* **AIM OF THE EXERCISE**: Show each line from the records below in which the word "patterned" occurs.
****
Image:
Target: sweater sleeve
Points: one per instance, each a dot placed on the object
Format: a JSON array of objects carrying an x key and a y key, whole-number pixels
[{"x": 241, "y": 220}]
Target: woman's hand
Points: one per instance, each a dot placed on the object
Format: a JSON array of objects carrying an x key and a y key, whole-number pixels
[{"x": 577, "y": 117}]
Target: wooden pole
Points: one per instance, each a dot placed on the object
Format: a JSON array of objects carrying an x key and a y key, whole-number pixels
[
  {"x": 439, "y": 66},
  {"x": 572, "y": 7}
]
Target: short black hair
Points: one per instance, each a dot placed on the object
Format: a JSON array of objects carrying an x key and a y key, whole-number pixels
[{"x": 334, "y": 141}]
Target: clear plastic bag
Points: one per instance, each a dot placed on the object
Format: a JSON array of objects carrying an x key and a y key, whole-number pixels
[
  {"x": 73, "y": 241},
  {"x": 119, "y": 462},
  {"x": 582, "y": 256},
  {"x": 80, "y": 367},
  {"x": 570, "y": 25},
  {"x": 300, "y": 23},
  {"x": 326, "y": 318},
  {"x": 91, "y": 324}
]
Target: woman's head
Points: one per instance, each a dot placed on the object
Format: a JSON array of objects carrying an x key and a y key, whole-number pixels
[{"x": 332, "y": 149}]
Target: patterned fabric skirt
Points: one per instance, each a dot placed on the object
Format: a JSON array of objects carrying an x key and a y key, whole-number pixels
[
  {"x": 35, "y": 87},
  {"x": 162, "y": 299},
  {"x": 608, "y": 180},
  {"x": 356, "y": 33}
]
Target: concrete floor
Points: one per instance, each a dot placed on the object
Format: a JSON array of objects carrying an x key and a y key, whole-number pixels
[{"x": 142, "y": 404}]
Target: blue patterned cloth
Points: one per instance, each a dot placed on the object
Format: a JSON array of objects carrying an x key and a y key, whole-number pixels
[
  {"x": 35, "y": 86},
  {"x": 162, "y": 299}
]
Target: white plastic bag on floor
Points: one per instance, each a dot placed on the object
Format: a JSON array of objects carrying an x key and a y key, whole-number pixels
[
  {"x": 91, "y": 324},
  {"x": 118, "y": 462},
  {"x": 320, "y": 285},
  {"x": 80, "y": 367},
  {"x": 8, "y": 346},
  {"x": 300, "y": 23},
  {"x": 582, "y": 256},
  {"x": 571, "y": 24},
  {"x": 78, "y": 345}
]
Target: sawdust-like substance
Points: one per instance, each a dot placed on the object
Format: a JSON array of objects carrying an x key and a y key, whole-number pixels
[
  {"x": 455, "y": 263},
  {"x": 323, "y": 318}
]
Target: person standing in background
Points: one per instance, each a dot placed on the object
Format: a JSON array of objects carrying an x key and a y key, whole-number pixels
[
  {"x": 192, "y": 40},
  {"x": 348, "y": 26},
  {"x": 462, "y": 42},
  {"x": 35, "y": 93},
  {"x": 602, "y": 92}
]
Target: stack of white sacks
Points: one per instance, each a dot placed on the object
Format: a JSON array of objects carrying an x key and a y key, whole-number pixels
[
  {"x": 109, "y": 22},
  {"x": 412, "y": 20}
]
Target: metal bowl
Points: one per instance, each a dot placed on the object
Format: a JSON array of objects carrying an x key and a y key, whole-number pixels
****
* **RESULT**:
Target: patterned fabric skirt
Target: blue patterned cloth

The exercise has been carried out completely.